Agarrón

Por muy salpicado de desfiguros que esté el agarrón entre la Universidad de Guadalajara y el Ejecutivo jalisciense, por mucho que el pleito haya dado ocasión a ridiculeces como el lloriqueo con que el Gobernador González («Emilio» que le diga Chayanne) reafirmó su ignorancia y su visceralidad —su falta de astucia es otra cosa, que por esta ocasión no cuenta: astucia habría que pedirle si en verdad quisiera arreglar el problema, cosa que poco le interesa: él lo que busca es la discordia y se la procura a fuerza de bravuconadas, muy gallito—; por anecdótico, en fin, que termine siendo el episodio, no deja de ser deplorable, y en buena medida precisamente por eso: porque, como sea que se resuelvan las cosas —y se van a resolver—, habrá pasado como una mala comedia que ni quisimos presenciar ni tenía razón de ser, y al cabo de la cual todo quedará más o menos como estaba antes. O más bien exactamente igual.
        (Y deplorable todo, también, por cuanto se refrendan los peores modos de la discrepancia en México: las acusaciones de un lado y otro sobrevuelan nuestro pasmo y nuestra ignorancia, vemos cómo pujan unos y otros, se llega finalmente al momento de sacar el gentío —sin que haga falta que entienda— a fastidiarle la vida a la ciudad, y en tanto va haciéndose incalculable la cuenta de las horas perdidas y el dineral desperdiciado en campañas de recíproco descrédito, y todo porque sólo a gritos y a manotazos fingen entender unos, y los otros sólo así fingen hacerse entender).

**Entradas del ejercicio:**
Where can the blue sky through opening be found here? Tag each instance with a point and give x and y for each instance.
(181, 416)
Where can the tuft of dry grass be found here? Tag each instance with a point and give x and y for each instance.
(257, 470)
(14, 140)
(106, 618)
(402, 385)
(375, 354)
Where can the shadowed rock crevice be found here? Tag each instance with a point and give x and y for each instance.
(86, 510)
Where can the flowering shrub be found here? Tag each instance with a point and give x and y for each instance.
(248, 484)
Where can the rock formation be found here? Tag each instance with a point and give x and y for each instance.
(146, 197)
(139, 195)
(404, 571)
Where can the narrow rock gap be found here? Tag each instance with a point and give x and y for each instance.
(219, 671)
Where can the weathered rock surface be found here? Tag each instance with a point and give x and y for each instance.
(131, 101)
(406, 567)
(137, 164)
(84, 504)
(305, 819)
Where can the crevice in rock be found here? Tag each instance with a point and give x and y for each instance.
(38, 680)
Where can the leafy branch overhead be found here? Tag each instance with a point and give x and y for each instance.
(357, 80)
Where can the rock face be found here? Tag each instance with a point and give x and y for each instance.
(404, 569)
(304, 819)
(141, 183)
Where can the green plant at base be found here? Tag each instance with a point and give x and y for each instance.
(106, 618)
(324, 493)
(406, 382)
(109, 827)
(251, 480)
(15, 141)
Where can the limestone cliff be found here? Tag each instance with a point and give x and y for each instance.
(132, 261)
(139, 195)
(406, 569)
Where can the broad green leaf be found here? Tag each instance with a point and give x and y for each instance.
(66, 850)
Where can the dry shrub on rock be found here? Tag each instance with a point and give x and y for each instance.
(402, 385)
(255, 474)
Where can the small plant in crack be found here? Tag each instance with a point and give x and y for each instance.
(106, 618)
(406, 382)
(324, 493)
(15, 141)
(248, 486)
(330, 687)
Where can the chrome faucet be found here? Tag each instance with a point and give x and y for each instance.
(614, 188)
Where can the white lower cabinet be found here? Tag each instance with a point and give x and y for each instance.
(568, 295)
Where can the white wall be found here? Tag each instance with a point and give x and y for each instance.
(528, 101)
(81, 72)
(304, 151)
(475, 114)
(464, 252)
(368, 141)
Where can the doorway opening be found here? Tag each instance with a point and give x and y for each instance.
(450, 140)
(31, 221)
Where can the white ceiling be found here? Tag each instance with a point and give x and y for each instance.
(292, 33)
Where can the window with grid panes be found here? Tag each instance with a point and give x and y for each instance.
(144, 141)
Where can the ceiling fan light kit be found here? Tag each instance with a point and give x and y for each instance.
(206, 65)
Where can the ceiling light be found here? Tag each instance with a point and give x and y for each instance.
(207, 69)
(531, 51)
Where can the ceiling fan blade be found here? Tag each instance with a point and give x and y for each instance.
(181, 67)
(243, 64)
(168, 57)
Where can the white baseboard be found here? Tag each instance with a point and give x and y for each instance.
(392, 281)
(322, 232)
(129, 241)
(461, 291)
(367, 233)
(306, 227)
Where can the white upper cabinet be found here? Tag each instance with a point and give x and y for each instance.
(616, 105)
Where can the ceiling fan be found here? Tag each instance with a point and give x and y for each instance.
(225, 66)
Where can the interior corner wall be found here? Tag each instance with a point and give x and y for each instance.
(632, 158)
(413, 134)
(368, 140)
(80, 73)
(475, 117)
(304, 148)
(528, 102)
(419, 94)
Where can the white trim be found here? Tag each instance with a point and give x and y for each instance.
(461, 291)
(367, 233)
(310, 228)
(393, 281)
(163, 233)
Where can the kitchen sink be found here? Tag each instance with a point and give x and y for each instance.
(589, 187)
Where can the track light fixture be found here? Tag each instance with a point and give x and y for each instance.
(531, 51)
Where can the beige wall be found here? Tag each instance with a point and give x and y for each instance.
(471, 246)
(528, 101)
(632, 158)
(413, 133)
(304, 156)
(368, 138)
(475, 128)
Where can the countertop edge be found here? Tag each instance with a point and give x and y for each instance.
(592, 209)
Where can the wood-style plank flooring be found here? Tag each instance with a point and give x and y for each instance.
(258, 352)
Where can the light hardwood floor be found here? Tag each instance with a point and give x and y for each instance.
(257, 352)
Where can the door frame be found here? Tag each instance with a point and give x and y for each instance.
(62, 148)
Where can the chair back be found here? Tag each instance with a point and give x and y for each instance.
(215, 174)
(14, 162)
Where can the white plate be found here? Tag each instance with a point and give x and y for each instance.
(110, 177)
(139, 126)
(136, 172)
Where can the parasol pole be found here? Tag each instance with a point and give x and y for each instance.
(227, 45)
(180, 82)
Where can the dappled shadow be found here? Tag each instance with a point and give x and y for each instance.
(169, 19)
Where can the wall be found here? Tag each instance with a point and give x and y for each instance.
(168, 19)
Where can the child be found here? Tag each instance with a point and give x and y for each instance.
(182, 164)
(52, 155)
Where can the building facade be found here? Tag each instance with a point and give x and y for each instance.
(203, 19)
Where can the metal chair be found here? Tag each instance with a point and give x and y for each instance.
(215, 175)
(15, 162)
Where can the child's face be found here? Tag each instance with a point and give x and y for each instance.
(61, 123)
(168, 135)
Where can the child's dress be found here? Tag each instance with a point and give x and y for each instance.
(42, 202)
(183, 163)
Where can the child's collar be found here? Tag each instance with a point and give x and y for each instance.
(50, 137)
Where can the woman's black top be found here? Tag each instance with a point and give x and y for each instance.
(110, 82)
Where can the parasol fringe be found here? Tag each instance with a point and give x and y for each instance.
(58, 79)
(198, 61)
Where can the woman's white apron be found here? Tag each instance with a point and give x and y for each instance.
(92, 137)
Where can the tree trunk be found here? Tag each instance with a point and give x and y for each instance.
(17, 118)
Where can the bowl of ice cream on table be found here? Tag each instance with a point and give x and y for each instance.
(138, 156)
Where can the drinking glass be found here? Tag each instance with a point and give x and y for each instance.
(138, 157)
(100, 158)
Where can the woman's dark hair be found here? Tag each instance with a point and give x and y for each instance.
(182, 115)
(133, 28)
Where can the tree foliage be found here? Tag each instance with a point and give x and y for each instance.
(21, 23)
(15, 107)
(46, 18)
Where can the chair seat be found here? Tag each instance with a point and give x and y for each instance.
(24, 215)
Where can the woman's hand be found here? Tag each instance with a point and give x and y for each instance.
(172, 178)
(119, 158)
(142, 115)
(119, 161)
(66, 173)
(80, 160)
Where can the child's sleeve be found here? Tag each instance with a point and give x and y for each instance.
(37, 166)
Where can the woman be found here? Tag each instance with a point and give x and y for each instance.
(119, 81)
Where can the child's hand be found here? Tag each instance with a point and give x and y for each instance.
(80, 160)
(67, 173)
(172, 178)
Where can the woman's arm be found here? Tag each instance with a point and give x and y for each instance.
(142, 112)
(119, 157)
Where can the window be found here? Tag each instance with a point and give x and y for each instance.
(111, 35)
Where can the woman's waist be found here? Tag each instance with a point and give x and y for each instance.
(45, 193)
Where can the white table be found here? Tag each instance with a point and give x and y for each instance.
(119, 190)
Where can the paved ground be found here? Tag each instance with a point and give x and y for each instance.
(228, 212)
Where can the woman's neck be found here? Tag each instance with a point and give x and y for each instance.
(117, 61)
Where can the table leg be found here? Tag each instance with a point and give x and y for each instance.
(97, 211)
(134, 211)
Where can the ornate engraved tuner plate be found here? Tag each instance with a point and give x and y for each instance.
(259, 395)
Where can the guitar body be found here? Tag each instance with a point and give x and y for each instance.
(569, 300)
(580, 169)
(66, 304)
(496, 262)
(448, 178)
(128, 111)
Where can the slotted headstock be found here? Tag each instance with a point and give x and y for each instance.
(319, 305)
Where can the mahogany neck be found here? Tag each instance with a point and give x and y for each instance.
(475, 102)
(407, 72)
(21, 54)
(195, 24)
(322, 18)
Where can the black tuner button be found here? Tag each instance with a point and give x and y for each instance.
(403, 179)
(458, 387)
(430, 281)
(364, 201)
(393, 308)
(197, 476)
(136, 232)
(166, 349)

**Tareas asignadas:**
A) Repite el fragmento del pasaje citado que empieza en las palabras "(Y deplorable todo, también, por" y termina después de "fingen hacerse entender).".
B) Enumera, copiándolas completas, todas las líneas de las entradas que contengan la palabra "neck". Distingue entre mayúsculas y minúsculas.
Las entradas no guardan ninguna relación con el pasaje citado.

**Respuestas por tarea:**
A)
(Y deplorable todo, también, por cuanto se refrendan los peores modos de la discrepancia en México: las acusaciones de un lado y otro sobrevuelan nuestro pasmo y nuestra ignorancia, vemos cómo pujan unos y otros, se llega finalmente al momento de sacar el gentío —sin que haga falta que entienda— a fastidiarle la vida a la ciudad, y en tanto va haciéndose incalculable la cuenta de las horas perdidas y el dineral desperdiciado en campañas de recíproco descrédito, y todo porque sólo a gritos y a manotazos fingen entender unos, y los otros sólo así fingen hacerse entender).

B)
Where can the woman's neck be found here? Tag each instance with a point and give x and y for each instance.
Where can the mahogany neck be found here? Tag each instance with a point and give x and y for each instance.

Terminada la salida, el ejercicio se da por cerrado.